**ASSIGNED TASK**.
Please copy each line below that contains the string "rides".

**RECORDS PROVIDED**.
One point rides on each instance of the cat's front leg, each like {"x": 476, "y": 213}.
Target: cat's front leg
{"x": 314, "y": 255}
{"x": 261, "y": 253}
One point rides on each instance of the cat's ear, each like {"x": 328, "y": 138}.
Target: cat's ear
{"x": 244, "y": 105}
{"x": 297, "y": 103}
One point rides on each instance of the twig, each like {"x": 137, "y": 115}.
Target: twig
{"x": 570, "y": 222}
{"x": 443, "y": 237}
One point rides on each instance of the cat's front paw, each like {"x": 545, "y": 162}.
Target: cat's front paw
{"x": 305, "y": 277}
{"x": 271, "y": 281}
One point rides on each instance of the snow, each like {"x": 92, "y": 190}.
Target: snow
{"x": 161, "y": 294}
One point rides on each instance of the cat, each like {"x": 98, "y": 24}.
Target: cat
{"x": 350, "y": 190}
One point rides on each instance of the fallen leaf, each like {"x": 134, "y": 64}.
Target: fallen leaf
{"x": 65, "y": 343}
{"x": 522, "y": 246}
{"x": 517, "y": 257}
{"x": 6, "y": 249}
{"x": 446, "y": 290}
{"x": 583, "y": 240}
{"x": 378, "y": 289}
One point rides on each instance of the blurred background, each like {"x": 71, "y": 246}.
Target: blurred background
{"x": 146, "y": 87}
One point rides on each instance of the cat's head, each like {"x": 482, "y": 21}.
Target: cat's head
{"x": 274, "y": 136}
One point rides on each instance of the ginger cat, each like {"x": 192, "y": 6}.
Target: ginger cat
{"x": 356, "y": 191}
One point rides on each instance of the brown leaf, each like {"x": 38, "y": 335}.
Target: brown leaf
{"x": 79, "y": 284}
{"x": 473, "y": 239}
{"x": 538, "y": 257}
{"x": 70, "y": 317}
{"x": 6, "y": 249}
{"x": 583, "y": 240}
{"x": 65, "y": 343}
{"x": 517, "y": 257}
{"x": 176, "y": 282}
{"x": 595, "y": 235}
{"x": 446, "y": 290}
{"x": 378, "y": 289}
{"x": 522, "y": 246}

**SOLUTION TO THE EXERCISE**.
One point rides on each instance of the cat's front leg, each like {"x": 476, "y": 213}.
One point rides on each instance of the cat's ear, each like {"x": 328, "y": 138}.
One point rides on each instance of the twig, each like {"x": 137, "y": 115}.
One point rides on each instance of the cat's front paw, each like {"x": 545, "y": 162}.
One point rides on each instance of the snow, each like {"x": 92, "y": 190}.
One point rides on each instance of the cat, each like {"x": 98, "y": 24}.
One point rides on each instance of the fallen leaf, each like {"x": 134, "y": 64}.
One point rides on each instance of the blurred background, each like {"x": 71, "y": 246}.
One point rides on each instance of the cat's head, each like {"x": 482, "y": 21}.
One point rides on each instance of the ginger cat, each like {"x": 192, "y": 6}.
One point rides on each instance of the brown leaf, each like {"x": 38, "y": 335}.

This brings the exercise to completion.